▶ **Required action**: Retype the passage of the sports documentary text between "The art of documentary" and "a score line.", inclusive, without changing anything.

▶ **Extracted text**:
BEGIN

Australian Rules – Every Heart Beats True (2010)

The story of Jim Stynes, a modern day Colonial Boy, who left Ireland and became one of the legends of Australian Sport.  The film charts his triumphs on the field, the legacy for young people he built off it, and the tragic and graphic detail of his battle against Cancer.  Jim Stynes died in 2012 but if in years to come his name is not known by the next generation, this film should be shown to them.

“Jim, you’ve got cancer in a number of places in your body.”

Paralympic Sport – Murderball (2005)

Forget about the rivalry of America and Canada in Ice Hockey, this behind the scenes documentary on the two teams at the 2004 Paralympics in Athens is the real deal.  The idea that wheelchair bound athletes are in some way to be treated with kid gloves is completely thrown out the window.  We saw in London how fast, savage and downright violent the sport of wheelchair rugby can be.  The rivalry here was ramped up by an American coach ‘defecting’ to Canada.  The only pity is that this did not switch NBC and the USA onto the power of Paralympic sport.

“We had been calling it Murderball but you can’t really market that to corporate sponsors.”

Formula One – Senna (2010)

Formula One aficionado’s would always have rated Ayrton Senna as among the finest drivers of his or indeed any generation.  To the rest he was a pretty good driver and part of a major rivalry with Alain Prost.  If he had lived Senna would have remained there, boxed off as a really good Champion but not quite a legend.  Maybe such status is only conferred on those who die young. Especially so when your death is televised live to 300 million people. Senna is a movie that you do not need any love of motorsport to appreciate.

“I have no idols. I admire work, dedication and competence.”

Basketball – Hoop Dreams

The art of documentary film making is to be lucky in your selection of which story to follow.  William Gates and Arthur Agee crossed the tracks when they went from inner city hardship to a rich high school with an impressive basketball scholarship programme.  Their dream was to play in the NBA.  Not every story finishes as it’s supposed to but sometimes the journey is still worthwhile.

“It became more of a job than a sport to play.”

Cricket  – Out of the Ashes (2011)

We love the fact that the Irish cricket team has conquered apathy and a lack of infrastructure at home to go out and occasionally beat the world.  There is a good story to be told around that.  This story of the Afghanistan national team, how it came together and brought a nation to its feet that had been on its knees is another exceptional example of how sport really can mean more than a score line.

“A wonderful film, provocative in its hopefulness”

END

[Stored data]
BEGIN

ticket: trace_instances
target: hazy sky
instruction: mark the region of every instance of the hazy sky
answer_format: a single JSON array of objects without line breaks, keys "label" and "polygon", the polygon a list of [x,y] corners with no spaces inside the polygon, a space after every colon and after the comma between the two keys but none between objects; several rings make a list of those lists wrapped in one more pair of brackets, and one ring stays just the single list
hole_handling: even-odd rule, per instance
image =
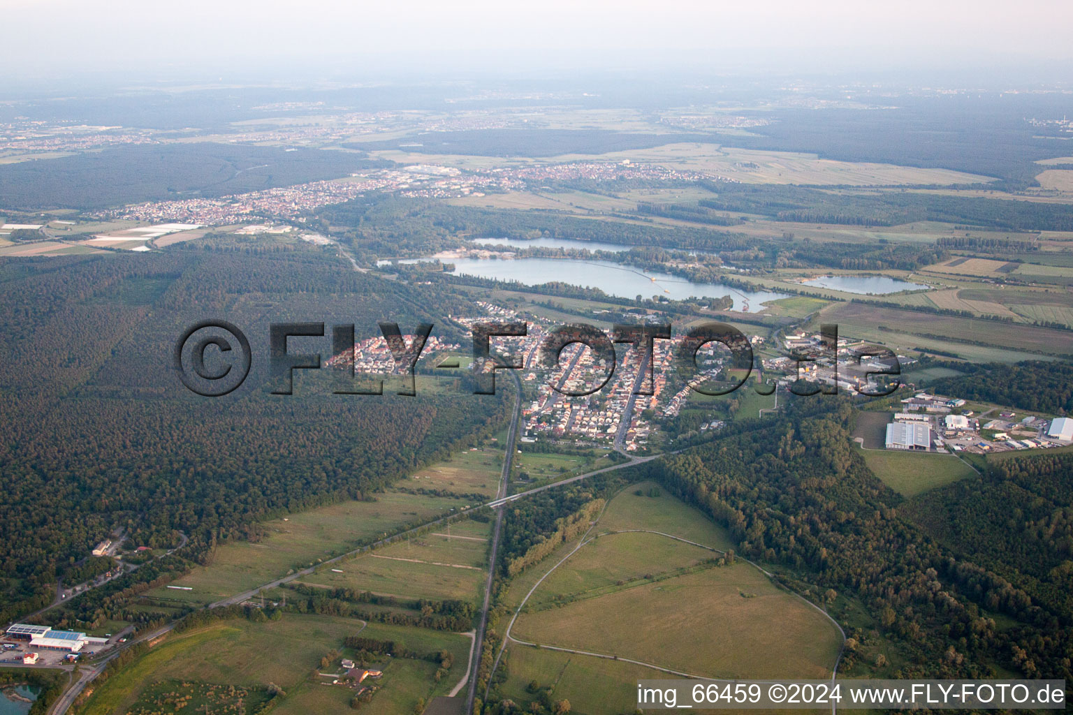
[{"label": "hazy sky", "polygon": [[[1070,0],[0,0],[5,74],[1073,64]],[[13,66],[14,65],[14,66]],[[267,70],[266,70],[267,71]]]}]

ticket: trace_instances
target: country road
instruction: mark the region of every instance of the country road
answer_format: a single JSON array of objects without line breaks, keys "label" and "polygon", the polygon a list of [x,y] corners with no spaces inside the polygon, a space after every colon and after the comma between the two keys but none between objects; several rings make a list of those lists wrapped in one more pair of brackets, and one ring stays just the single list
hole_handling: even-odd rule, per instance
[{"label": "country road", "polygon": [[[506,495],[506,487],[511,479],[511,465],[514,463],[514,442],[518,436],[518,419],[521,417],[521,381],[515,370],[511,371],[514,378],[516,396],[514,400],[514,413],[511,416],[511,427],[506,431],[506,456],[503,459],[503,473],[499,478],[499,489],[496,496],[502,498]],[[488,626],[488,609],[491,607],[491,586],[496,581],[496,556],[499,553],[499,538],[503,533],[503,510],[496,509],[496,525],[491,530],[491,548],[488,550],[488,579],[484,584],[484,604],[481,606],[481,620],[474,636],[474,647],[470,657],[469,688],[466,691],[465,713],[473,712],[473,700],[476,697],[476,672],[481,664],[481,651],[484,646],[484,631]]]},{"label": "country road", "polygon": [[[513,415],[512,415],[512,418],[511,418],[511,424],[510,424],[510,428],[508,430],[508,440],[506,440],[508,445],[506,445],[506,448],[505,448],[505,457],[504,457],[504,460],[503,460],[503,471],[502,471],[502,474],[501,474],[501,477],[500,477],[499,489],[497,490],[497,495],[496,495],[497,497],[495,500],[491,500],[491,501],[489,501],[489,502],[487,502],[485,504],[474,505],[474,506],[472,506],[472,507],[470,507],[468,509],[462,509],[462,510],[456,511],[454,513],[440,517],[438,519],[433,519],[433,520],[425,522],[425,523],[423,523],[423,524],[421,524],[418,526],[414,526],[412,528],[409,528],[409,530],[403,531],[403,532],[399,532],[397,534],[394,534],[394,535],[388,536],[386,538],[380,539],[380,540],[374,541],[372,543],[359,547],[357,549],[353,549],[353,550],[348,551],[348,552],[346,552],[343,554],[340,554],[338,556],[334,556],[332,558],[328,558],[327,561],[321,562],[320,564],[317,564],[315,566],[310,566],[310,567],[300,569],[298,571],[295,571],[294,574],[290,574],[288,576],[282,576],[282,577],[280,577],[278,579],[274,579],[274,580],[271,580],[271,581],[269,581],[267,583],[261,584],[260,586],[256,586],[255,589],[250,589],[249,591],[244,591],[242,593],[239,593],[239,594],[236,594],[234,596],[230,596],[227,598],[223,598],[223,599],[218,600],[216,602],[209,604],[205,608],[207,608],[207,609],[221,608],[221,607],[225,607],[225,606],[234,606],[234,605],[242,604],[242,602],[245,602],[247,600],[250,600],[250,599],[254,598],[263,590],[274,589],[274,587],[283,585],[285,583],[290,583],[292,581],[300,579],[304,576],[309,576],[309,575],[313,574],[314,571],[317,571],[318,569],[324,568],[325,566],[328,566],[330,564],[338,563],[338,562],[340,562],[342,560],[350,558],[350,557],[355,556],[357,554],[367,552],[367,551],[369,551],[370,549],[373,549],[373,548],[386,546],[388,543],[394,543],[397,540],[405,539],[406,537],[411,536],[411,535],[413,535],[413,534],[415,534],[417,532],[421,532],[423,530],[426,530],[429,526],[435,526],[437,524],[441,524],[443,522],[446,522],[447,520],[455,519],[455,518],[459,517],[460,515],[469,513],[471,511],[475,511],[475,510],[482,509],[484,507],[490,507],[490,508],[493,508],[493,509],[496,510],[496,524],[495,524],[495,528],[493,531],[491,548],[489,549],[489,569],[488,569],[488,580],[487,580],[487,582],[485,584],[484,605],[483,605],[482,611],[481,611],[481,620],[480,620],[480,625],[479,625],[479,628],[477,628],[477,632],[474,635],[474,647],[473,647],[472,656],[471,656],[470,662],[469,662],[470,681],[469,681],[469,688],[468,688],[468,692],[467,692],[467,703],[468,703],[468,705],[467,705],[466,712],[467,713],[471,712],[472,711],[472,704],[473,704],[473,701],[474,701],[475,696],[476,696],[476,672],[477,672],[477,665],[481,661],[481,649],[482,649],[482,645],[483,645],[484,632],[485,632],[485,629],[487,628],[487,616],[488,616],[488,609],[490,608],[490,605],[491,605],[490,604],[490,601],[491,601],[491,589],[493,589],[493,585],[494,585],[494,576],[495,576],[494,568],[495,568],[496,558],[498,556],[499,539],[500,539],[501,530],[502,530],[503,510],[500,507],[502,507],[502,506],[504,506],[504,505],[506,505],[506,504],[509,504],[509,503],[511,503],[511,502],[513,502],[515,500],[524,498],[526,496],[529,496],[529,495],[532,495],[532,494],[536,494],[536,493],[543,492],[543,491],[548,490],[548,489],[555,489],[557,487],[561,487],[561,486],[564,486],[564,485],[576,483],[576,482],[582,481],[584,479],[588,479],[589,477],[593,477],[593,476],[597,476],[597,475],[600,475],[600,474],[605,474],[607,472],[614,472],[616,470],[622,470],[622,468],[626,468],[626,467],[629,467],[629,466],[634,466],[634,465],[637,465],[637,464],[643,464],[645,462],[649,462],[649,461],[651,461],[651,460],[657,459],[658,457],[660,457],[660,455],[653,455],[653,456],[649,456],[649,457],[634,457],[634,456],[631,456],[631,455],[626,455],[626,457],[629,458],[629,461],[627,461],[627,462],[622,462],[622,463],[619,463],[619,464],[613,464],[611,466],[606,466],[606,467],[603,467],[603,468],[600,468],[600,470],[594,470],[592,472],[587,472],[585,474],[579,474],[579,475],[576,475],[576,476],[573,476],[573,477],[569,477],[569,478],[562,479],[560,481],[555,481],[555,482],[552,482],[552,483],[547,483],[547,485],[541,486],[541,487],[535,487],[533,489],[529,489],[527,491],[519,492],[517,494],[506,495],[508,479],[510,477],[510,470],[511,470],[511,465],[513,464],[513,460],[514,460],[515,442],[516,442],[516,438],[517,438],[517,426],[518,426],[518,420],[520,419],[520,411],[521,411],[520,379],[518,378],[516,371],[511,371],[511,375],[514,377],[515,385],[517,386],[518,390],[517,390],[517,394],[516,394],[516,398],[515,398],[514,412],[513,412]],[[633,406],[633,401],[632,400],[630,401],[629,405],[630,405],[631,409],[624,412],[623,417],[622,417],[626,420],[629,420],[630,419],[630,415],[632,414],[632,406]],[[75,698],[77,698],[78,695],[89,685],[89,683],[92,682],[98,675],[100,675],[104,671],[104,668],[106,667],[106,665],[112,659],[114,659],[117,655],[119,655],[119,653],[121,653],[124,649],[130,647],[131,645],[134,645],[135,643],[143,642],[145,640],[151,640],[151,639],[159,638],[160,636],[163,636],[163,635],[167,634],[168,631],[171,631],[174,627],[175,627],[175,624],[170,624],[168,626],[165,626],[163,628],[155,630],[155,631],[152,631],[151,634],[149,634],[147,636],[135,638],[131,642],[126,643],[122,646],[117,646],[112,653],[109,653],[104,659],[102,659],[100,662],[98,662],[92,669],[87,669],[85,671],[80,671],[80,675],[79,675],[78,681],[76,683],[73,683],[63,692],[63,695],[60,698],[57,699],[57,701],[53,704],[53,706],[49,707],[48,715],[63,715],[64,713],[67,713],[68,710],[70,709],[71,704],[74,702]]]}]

END
BEGIN

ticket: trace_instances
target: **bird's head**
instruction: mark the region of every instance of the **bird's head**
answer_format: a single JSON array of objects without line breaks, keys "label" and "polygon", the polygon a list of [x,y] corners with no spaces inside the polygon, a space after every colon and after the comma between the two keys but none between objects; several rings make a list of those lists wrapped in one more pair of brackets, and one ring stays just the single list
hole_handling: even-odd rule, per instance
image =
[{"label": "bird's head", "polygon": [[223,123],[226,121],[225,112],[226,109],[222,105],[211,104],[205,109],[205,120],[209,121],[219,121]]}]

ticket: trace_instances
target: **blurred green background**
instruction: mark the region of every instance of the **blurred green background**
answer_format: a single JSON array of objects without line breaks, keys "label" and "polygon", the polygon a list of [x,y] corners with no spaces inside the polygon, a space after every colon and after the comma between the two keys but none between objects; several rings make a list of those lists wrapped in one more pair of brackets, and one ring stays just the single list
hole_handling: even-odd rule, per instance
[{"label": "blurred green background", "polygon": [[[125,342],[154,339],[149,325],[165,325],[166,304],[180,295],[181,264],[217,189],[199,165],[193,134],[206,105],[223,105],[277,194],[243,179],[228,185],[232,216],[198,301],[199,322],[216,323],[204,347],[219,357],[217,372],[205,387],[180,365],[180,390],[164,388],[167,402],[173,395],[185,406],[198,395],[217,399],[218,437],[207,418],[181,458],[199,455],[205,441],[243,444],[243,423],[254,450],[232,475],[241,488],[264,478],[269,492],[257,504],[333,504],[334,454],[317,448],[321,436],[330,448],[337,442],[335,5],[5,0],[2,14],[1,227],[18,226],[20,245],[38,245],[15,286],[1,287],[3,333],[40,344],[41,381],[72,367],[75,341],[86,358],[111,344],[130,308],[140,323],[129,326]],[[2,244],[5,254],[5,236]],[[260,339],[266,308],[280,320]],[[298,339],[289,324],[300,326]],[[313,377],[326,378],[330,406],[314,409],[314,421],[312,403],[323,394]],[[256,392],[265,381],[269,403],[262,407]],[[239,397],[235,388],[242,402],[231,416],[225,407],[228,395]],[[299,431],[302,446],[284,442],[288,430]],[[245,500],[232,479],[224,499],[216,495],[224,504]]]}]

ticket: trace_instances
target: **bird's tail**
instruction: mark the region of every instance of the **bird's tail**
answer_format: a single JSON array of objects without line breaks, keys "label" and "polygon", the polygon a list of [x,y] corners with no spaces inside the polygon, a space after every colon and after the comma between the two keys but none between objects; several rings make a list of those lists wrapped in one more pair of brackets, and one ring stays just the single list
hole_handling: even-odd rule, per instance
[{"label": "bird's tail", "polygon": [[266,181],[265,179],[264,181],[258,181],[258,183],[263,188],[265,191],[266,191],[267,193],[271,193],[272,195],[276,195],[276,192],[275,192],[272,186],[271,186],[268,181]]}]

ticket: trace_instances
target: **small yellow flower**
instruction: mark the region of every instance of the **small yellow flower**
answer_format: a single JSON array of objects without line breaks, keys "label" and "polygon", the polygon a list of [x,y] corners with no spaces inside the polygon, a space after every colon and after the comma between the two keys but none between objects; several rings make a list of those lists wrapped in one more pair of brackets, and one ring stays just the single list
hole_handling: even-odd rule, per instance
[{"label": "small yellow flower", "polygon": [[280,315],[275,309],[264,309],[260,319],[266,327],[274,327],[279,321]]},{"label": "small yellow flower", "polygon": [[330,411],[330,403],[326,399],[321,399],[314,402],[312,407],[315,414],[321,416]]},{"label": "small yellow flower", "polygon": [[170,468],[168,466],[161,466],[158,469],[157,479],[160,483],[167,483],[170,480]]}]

END

▶ **Solved exercise**:
The art of documentary film making is to be lucky in your selection of which story to follow.  William Gates and Arthur Agee crossed the tracks when they went from inner city hardship to a rich high school with an impressive basketball scholarship programme.  Their dream was to play in the NBA.  Not every story finishes as it’s supposed to but sometimes the journey is still worthwhile.

“It became more of a job than a sport to play.”

Cricket  – Out of the Ashes (2011)

We love the fact that the Irish cricket team has conquered apathy and a lack of infrastructure at home to go out and occasionally beat the world.  There is a good story to be told around that.  This story of the Afghanistan national team, how it came together and brought a nation to its feet that had been on its knees is another exceptional example of how sport really can mean more than a score line.